◆ Task goal:
Using "leaf" as the search string, find the matching lines below and copy them.

===============

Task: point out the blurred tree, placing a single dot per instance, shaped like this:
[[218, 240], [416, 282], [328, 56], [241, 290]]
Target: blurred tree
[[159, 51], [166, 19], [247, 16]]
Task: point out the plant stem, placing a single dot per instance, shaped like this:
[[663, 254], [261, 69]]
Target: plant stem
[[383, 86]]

===============

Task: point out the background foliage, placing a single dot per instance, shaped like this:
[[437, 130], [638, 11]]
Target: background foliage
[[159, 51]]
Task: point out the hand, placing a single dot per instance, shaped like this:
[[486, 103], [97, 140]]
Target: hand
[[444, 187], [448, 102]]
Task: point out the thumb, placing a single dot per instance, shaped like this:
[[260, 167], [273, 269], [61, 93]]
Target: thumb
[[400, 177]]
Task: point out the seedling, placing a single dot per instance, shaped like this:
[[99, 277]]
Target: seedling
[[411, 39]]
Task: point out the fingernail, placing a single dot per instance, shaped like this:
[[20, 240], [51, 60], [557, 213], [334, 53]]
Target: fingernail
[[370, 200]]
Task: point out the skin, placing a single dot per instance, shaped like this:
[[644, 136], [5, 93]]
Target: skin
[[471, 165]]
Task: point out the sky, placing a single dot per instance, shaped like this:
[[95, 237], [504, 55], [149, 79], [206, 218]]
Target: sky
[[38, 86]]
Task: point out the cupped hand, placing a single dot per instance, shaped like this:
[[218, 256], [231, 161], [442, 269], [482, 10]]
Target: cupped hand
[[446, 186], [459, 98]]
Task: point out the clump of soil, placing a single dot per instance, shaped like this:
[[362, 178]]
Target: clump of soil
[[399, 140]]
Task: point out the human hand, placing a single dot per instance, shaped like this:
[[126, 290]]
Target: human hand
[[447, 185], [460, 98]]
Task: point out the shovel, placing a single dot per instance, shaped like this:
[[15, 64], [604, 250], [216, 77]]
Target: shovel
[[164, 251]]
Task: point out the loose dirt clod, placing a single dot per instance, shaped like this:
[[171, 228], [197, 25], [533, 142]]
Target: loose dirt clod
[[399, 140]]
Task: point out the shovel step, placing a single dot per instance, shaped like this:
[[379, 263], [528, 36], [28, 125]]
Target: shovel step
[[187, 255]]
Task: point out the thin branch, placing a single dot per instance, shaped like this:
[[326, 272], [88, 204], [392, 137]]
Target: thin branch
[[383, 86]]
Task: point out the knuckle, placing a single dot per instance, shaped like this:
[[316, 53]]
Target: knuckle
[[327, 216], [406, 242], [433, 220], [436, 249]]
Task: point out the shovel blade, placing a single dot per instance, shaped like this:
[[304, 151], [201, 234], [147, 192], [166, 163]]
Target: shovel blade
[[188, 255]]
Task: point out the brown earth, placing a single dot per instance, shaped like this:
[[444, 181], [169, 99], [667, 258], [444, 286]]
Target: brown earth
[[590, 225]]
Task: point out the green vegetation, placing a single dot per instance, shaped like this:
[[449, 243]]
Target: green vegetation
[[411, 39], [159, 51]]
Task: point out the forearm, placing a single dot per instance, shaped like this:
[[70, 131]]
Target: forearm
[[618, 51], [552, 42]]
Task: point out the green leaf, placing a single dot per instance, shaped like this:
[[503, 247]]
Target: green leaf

===============

◆ Written answer:
Task: point out the green leaf, placing a single dot per instance, shaped like this:
Target: green leaf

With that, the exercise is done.